-- Brief --
Collect every line in the records below that contains the string "ridge", matching case exactly.

-- Records shown --
* * * * * * * * *

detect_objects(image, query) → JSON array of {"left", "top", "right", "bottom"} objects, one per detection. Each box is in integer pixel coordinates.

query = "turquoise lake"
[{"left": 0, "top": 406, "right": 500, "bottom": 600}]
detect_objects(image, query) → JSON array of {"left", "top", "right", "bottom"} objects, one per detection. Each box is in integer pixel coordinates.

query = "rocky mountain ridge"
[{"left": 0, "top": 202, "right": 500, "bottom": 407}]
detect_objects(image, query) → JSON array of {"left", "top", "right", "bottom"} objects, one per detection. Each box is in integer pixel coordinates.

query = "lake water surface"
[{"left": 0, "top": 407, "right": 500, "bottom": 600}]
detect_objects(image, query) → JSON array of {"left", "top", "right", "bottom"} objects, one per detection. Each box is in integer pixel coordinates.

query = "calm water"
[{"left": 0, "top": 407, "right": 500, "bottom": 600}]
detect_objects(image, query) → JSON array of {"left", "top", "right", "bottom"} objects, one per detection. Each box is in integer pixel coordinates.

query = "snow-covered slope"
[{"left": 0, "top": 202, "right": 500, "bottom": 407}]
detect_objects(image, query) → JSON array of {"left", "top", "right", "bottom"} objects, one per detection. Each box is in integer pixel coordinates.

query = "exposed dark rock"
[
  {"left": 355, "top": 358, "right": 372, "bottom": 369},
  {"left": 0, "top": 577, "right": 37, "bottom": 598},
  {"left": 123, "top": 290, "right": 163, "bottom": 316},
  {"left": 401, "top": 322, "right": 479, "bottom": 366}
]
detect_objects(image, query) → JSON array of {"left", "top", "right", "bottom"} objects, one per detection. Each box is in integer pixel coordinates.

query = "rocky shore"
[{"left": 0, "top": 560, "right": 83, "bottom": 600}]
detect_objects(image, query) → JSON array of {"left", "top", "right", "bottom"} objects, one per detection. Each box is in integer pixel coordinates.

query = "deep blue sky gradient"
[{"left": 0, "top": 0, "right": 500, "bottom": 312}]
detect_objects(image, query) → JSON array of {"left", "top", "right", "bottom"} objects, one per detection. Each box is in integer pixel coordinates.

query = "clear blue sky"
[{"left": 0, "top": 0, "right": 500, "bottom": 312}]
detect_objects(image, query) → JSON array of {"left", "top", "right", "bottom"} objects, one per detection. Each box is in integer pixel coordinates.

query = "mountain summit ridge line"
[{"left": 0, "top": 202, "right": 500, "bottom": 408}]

* * * * * * * * *

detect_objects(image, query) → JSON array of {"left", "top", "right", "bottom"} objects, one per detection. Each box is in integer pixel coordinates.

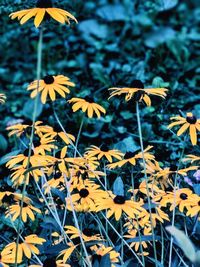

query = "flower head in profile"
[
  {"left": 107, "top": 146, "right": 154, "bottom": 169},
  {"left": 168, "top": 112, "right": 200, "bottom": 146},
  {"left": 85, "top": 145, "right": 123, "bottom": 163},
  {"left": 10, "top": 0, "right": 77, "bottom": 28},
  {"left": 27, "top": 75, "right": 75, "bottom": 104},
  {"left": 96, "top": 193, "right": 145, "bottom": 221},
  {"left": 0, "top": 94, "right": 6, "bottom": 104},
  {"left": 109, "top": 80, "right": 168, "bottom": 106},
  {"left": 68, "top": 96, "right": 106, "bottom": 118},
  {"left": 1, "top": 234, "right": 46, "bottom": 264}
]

* * * * * * * * *

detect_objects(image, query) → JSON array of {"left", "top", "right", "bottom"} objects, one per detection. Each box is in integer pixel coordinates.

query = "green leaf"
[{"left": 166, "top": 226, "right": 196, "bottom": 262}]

* * * * * * * * *

-- Answer to the exercise --
query = "rocky mountain ridge"
query = "mountain summit ridge line"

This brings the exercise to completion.